**Set problem**: Identify each line in the items below that contains the word "sculpture", treating uppercase and lowercase letters as distinct, and copy every such line.

**Records supplied**:
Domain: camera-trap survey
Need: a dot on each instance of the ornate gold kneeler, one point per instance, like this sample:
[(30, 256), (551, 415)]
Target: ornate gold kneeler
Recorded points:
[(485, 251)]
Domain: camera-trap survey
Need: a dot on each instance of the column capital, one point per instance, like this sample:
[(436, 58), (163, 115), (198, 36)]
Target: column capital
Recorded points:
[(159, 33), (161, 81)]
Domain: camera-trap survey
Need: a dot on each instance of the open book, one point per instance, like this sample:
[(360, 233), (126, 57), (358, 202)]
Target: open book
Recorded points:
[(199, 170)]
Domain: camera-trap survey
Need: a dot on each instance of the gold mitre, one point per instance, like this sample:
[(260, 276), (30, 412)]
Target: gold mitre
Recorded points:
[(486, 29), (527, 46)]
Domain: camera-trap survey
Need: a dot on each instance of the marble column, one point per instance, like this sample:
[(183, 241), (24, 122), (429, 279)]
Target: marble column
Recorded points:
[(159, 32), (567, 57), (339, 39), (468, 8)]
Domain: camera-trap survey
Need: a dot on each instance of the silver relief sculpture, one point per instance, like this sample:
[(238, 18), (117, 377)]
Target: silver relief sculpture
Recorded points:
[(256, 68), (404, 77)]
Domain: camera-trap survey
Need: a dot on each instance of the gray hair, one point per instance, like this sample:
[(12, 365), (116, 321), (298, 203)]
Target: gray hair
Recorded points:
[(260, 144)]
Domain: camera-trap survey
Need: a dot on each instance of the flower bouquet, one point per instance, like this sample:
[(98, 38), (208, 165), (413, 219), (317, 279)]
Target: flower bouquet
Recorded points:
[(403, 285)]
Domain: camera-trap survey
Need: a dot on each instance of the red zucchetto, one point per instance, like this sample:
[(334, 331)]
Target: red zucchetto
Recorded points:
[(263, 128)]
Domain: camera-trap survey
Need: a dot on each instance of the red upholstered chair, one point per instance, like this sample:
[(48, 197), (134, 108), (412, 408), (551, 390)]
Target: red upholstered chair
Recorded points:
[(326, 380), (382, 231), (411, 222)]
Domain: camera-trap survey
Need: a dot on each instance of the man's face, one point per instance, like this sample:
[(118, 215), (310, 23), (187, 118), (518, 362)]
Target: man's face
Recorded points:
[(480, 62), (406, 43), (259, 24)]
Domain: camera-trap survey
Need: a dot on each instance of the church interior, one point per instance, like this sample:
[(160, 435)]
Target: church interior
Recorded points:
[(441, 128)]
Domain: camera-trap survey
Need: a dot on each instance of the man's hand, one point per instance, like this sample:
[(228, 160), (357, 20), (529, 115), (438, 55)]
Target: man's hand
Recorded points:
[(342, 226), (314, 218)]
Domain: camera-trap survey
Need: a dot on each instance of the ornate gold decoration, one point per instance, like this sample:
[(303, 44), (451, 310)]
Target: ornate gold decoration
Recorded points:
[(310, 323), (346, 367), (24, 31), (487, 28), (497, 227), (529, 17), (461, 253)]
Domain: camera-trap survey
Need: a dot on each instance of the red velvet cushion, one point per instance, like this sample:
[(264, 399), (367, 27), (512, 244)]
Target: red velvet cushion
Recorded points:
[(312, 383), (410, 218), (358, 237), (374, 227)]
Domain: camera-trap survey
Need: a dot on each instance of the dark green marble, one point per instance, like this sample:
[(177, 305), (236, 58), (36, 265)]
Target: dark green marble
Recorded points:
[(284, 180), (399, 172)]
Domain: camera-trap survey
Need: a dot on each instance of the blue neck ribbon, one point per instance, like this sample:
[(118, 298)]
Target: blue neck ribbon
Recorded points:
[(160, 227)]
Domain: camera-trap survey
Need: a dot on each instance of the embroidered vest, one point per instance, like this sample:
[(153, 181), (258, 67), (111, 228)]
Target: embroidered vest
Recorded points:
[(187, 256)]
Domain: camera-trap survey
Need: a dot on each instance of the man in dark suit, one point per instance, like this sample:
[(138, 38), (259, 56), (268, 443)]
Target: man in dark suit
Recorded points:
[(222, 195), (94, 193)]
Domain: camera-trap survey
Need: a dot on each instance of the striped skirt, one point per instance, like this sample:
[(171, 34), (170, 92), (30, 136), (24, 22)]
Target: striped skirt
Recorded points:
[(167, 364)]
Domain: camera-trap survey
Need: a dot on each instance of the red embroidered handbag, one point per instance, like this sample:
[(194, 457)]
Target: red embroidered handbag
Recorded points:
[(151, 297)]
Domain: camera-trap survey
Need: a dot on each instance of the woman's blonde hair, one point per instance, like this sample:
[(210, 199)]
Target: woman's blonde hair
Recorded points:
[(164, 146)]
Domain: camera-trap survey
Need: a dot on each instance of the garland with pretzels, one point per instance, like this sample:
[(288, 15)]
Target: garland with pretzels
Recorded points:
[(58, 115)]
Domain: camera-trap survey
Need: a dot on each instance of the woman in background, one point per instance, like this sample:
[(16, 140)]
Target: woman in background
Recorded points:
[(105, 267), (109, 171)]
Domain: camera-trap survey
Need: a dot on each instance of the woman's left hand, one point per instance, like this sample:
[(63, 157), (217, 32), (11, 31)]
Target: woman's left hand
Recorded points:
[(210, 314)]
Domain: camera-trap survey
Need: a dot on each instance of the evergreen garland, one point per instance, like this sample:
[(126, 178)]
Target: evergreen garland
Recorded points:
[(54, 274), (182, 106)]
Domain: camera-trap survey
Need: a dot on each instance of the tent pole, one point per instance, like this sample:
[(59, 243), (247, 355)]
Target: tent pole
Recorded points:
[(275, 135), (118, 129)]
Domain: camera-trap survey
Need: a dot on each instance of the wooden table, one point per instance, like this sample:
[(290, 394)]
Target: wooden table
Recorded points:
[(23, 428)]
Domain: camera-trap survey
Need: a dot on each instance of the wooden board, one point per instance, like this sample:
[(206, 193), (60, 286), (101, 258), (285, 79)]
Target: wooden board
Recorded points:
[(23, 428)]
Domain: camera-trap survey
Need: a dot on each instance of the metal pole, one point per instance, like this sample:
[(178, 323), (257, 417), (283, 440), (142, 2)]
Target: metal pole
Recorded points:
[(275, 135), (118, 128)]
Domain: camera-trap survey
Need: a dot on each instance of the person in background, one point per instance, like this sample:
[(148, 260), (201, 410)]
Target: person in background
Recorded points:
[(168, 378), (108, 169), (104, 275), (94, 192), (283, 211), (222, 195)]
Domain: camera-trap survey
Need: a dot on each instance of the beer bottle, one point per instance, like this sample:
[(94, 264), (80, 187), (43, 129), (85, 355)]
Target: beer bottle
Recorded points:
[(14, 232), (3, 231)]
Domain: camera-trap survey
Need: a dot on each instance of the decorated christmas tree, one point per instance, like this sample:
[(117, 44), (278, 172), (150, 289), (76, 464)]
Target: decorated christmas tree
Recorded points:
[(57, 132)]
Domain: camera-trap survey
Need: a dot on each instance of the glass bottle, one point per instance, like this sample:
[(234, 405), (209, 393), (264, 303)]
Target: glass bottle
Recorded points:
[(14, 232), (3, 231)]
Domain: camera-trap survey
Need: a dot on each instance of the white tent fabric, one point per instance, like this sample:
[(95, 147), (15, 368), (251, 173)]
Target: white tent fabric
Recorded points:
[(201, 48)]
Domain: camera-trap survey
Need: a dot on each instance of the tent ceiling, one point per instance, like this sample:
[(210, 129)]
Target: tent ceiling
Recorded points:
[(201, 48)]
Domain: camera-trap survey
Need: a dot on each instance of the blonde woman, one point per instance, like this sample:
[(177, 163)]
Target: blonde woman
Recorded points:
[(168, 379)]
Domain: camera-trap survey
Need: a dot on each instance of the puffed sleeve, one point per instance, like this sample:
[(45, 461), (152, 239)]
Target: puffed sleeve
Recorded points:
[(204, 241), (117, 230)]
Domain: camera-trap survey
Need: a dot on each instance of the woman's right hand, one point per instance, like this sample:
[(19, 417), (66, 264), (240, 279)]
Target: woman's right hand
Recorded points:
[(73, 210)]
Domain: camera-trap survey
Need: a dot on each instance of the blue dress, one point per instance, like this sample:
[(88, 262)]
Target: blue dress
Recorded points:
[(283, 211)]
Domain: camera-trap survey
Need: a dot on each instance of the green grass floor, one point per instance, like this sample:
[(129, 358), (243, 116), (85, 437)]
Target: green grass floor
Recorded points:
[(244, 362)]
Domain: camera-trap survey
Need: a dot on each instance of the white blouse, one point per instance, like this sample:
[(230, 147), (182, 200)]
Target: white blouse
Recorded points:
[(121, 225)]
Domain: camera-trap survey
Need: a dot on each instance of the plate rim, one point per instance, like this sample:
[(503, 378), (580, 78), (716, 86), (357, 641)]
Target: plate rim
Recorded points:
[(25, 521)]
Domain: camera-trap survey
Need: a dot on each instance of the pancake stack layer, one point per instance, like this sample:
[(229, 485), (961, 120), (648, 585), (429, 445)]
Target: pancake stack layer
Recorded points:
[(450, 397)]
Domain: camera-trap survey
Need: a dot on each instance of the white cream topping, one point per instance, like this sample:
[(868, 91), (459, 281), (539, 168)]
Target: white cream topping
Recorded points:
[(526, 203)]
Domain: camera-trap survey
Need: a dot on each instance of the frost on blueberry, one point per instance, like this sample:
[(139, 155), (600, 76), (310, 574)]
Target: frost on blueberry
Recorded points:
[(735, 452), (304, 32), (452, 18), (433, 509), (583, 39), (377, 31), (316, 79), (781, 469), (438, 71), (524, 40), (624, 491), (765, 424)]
...
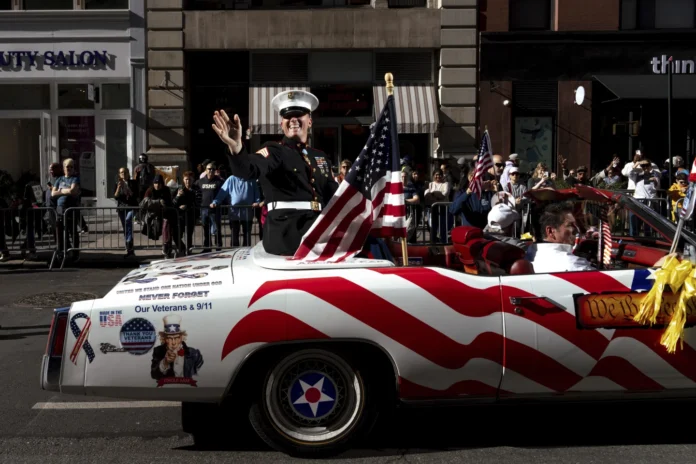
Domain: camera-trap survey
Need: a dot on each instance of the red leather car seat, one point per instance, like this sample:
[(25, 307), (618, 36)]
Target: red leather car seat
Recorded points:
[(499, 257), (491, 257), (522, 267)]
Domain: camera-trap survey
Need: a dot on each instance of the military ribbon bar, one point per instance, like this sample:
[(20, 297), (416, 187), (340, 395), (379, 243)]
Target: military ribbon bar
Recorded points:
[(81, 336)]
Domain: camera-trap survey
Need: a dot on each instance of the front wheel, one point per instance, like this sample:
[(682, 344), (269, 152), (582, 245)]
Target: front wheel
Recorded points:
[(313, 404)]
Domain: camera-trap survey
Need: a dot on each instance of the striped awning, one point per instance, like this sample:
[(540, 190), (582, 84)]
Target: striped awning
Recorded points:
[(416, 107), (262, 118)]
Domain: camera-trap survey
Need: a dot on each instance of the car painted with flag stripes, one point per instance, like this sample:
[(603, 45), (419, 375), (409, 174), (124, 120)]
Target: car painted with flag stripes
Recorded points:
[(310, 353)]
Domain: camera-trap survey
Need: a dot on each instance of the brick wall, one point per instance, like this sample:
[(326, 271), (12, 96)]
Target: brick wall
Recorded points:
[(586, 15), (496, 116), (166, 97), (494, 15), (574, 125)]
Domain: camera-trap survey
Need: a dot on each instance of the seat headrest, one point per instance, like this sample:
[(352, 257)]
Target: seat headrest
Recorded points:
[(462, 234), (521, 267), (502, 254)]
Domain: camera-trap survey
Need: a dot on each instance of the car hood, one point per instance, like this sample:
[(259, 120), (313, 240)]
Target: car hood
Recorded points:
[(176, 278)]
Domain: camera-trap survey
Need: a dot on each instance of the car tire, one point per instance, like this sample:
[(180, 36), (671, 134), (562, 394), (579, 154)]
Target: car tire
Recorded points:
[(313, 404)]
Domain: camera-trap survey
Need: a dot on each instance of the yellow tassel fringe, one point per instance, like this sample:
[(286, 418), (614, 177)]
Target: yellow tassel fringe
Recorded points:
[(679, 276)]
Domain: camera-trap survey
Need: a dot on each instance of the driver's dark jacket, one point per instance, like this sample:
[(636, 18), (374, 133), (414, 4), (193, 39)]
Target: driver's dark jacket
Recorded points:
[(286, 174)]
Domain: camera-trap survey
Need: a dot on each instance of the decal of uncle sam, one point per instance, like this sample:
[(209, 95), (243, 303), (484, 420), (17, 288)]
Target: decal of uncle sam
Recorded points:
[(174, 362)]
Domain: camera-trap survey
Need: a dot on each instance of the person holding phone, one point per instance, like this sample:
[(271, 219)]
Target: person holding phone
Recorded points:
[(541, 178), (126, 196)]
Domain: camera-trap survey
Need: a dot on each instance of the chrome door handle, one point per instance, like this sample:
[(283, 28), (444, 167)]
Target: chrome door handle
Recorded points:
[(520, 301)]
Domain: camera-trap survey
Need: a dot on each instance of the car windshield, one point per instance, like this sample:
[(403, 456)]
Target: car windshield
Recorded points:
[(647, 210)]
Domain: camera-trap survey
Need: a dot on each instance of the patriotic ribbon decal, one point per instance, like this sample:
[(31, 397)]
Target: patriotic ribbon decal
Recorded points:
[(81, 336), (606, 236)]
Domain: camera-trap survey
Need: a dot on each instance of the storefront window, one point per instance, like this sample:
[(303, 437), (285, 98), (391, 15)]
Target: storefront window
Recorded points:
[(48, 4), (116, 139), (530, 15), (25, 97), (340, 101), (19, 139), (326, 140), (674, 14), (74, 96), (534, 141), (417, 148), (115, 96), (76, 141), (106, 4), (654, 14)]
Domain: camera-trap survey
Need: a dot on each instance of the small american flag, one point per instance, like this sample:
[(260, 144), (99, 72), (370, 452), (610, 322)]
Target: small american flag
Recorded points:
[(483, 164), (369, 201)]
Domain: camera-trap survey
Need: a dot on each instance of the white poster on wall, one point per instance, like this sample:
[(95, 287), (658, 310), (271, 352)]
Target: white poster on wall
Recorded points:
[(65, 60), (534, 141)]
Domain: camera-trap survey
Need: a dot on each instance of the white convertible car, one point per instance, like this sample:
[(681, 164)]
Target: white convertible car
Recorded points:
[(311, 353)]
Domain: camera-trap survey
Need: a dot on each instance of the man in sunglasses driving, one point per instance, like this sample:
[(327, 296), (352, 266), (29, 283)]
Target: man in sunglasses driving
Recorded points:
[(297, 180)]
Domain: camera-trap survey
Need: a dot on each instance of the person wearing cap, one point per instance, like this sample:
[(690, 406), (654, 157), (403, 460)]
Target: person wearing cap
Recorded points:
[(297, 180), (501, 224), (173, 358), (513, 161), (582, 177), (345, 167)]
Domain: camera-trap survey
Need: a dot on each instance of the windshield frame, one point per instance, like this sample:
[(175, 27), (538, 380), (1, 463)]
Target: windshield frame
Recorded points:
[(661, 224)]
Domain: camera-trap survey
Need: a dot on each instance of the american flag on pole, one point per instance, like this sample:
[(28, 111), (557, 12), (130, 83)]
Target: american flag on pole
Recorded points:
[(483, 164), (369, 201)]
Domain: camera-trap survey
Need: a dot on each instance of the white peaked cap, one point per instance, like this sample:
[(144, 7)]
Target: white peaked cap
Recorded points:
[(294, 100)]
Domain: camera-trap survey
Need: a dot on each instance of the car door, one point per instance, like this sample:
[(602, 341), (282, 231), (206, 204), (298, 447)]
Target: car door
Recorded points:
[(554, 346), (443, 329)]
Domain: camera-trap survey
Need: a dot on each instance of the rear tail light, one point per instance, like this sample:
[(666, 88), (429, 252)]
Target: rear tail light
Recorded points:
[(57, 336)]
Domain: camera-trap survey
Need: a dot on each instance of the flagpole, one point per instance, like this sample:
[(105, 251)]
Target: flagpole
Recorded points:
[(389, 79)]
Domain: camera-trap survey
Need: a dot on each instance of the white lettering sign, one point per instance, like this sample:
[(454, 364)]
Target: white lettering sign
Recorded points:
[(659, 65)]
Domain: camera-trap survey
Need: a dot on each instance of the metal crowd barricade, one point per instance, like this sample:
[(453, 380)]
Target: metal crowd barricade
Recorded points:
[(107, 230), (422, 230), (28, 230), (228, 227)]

**Response to this exercise**:
Need: a dot on each instance of the silver relief sculpture, one point per instance, like this sample:
Target: silver relief sculpture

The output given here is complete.